Start of QUOTED PASSAGE

# Weird smell from sub.



## mdavis83 (Feb 17, 2014)

I've had an Re audio se-x 12 for about 3-4 months now. Sounds great. However, when I really start pushing it, I notice a smell that I can only compare to as what a band aid smells like. I'm not abusing it. It isn't distorting or anything. I have an alpine mrp-850 pushing it and although I know I don't have the gain set appropriately, it is not turned up much over half way. I'm just wondering if the smell is normal and the sub is still breaking in (I don't push it hard enough to get the smell very often) or if I am pushing it too hard and it could be damaged. It is in a 2.2cf box @33hz


----------



## mdavis83 (Feb 17, 2014)

Nope. No burning smell whatsoever. Still sounds great. Even sounds great when I am getting the smell. It's smells pretty much just like a band aid smells.


----------



## joeyvaz (Jan 23, 2009)

End of QUOTED PASSAGE
Start of GIVEN RECORDS

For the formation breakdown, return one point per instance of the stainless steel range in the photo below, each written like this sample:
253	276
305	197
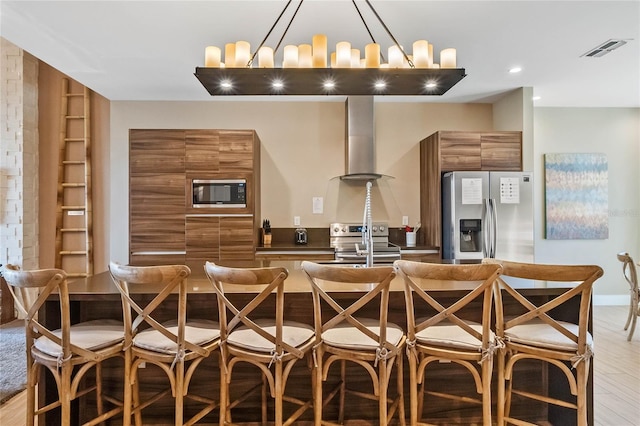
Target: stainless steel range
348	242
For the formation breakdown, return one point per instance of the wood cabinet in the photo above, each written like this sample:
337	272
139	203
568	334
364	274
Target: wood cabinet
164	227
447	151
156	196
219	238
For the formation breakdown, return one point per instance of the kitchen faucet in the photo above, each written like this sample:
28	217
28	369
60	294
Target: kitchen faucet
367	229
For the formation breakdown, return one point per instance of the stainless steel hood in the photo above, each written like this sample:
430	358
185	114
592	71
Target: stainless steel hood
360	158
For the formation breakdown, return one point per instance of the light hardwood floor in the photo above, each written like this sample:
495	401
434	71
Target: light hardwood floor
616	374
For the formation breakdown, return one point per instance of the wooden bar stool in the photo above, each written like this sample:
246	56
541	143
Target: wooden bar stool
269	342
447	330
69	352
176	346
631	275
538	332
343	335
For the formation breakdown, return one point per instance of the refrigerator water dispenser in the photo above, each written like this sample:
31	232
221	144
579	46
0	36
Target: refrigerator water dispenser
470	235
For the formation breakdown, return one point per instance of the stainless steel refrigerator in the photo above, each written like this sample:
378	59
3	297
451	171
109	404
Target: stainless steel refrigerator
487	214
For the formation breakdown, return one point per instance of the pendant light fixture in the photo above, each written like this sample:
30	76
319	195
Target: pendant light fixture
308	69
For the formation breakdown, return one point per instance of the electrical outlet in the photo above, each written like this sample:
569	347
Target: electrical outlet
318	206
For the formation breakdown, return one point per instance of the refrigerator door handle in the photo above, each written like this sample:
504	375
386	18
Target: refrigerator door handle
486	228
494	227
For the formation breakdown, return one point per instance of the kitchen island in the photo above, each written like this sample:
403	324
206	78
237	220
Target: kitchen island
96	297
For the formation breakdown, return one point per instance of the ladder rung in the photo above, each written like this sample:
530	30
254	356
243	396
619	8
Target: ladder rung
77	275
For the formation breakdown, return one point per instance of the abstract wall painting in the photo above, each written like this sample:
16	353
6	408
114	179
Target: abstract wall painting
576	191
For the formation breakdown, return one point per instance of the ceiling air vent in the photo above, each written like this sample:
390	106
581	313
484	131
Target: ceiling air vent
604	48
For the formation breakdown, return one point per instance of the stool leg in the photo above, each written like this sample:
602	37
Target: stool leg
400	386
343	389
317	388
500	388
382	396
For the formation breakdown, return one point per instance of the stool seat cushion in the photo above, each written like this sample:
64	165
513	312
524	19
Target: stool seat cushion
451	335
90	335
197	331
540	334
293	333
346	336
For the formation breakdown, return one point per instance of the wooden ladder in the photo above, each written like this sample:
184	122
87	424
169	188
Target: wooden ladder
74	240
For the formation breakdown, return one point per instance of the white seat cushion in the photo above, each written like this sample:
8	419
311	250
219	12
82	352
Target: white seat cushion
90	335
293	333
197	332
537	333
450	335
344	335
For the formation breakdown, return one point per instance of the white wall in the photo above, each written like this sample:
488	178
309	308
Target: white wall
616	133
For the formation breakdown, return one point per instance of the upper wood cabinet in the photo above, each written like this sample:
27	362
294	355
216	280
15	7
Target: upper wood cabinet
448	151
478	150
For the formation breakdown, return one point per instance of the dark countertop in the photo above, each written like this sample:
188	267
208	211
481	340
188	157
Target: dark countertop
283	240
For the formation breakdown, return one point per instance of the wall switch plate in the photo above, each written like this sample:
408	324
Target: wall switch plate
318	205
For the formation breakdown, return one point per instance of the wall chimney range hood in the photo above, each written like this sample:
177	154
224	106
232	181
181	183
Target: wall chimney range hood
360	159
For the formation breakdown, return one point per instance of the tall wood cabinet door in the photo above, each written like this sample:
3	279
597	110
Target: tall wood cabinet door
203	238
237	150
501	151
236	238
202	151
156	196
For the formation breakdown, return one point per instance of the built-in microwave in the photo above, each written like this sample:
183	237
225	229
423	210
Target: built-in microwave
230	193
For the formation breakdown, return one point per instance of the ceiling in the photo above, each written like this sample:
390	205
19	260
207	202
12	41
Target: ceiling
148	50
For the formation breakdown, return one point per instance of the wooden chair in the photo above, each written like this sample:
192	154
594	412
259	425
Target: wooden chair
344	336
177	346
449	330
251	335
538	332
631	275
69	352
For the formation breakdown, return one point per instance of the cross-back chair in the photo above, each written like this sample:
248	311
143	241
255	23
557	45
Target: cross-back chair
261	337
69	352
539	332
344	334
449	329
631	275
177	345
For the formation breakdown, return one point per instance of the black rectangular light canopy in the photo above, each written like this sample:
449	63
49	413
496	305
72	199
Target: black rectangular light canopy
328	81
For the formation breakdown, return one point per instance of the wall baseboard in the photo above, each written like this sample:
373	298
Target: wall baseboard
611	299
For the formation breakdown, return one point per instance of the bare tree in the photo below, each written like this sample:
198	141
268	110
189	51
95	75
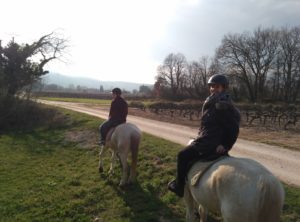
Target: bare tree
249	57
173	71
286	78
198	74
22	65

End of GIVEN RECORDS

* EXERCISES *
- a) In the subwoofer thread, which amplifier is driving the sub?
- b) Using the subwoofer thread, explain why the poster says the sub is not being abused.

* EXPECTED RESULTS *
- a) An alpine mrp-850.

- b) The sub isn't distorting, and the amplifier isn't turned up much over half way, even though the gain isn't set appropriately.